The pharmaceutical industry has a major impact on life development in general, throughout societies worldwide. In other words, its impact is not only notable and relevant to people's health, but to economies and the environment.
Sustainable logistics in the pharmaceutical industry
Reducing the ecological impact is already mandatory for all industries, including the pharmaceutical one. The logistics sector has taken great steps in this direction with the green or sustainable logistics and the reverse logistics.
Transportation and its routes have been rethought and redesigned to reduce CO² emissions, and the warehousing processes were too, aiming to become more sustainable. The recycling of packing and wrapping materials as well as the reuse of containers has been implemented. Also, the carbon footprint of logistics operations is calculated, so corrective measures can be taken, among many other initiatives.
Thus, logistics in the pharmaceutical industry has also seen a greater investment in less contaminating means of transportation, a better use of the warehousing potential in shipments and a greater commitment to clean technologies throughout the logistics process.

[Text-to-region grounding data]
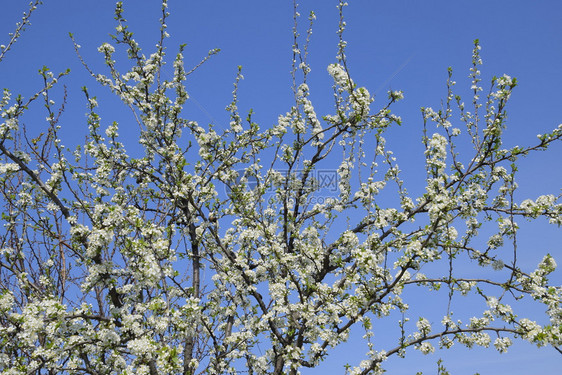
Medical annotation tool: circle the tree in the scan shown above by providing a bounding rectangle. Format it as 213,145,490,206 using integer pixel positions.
0,0,562,374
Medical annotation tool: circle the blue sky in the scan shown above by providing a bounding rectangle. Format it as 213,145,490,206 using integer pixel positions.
0,0,562,375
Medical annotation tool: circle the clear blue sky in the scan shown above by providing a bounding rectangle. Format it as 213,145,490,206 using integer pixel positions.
0,0,562,375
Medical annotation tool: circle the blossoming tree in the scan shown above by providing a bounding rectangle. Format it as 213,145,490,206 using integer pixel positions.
0,0,562,375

- _REQUIREMENT 1_:
In the text on sustainable pharmaceutical logistics, rewrite the paragraph beginning "Transportation and its routes" as a short bulleted list that keeps its main facts.
- _REQUIREMENT 2_:
Summarize the text on sustainable pharmaceutical logistics in two sentences.
- _REQUIREMENT 3_:
From the last paragraph of the text on sustainable pharmaceutical logistics, list every change that logistics in the pharmaceutical industry is said to have seen.

- _TASK SOLUTION 1_:
- Transportation and its routes have been redesigned to cut CO² emissions.
- Warehousing processes have been redesigned to be more sustainable.
- Packing and wrapping materials are recycled, and containers are reused.
- The carbon footprint of logistics operations is calculated so corrective measures can be taken.

- _TASK SOLUTION 2_:
The pharmaceutical industry affects health, economies and the environment, and like every industry it must now reduce its ecological impact. Its logistics has moved toward green and reverse logistics through redesigned transport and warehousing, recycling and reuse, carbon-footprint tracking, cleaner transport and clean technologies.

- _TASK SOLUTION 3_:
- Greater investment in less contaminating means of transportation
- Better use of the warehousing potential in shipments
- Greater commitment to clean technologies throughout the logistics process